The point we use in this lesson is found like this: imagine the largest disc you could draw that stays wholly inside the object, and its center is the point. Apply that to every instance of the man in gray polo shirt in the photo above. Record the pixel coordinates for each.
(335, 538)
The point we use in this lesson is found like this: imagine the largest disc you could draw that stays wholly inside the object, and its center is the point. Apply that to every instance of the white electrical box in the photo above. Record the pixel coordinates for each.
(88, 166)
::::
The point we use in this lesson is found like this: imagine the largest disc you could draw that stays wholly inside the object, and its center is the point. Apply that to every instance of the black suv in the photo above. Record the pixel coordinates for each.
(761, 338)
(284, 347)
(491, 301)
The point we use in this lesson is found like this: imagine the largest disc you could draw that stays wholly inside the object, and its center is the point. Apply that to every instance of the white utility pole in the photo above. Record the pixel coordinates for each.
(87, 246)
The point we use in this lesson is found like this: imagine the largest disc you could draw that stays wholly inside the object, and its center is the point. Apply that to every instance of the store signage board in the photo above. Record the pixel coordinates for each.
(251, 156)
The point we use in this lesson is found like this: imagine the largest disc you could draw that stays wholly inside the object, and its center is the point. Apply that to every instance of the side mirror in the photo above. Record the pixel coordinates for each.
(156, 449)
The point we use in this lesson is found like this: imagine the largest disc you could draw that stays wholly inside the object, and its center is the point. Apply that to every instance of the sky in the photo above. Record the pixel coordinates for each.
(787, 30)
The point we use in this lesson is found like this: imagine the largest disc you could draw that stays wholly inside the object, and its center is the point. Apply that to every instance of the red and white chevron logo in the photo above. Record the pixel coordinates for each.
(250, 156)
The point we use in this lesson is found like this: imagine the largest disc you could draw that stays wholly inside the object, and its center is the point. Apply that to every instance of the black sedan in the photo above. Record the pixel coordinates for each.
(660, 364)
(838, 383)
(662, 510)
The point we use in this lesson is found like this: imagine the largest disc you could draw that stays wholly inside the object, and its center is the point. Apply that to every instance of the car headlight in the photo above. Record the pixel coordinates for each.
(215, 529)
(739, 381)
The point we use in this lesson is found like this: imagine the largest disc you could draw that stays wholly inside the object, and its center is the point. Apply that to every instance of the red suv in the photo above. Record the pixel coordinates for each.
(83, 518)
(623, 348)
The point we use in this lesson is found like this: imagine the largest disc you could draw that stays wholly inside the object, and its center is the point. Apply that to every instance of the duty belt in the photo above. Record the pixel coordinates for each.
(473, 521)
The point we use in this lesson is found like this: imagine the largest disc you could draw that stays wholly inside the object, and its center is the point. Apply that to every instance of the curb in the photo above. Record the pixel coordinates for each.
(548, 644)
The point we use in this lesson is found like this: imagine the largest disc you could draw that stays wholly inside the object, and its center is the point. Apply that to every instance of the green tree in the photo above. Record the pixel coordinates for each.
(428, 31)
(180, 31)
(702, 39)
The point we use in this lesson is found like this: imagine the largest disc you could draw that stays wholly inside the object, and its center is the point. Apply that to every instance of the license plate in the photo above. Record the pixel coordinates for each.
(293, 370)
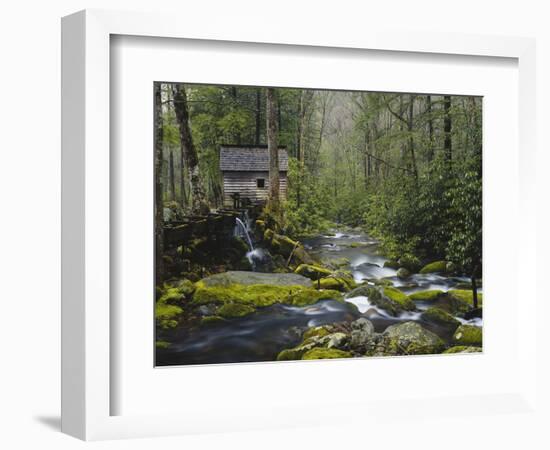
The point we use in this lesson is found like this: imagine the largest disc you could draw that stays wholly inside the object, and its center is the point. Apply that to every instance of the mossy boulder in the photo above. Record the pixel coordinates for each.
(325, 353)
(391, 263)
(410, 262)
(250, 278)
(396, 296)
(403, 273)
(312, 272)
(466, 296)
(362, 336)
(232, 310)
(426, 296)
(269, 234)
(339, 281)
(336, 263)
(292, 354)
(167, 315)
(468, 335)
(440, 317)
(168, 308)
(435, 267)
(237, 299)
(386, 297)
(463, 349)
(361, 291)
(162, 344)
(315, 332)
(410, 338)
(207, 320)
::::
Stated problem »
Pick out each line of the rows above that contains the string "white", treating uppercase and lowercase as different.

The solution »
The point we use in this lesson is found like this: imagine the largest disc you could draw that stays wholly inside the object, and its center is the point. Apply that to every instance of the white electrical box in the photo above. Record the pixel coordinates for each.
The point we use in this lesson is found like this: imagine the largest disc you could draw that stays wholly inside the object, and its center is the point. Apply that to every instance of the white utility pole in the photo above. Record the pixel coordinates for each.
The point we use in this lesson is found like this: imagine the largest disc you could draw that stays wholly inside the object, and its center is the point. Apply that to every instance of the red and white chevron logo in the photo above. Record the pixel coordinates for each.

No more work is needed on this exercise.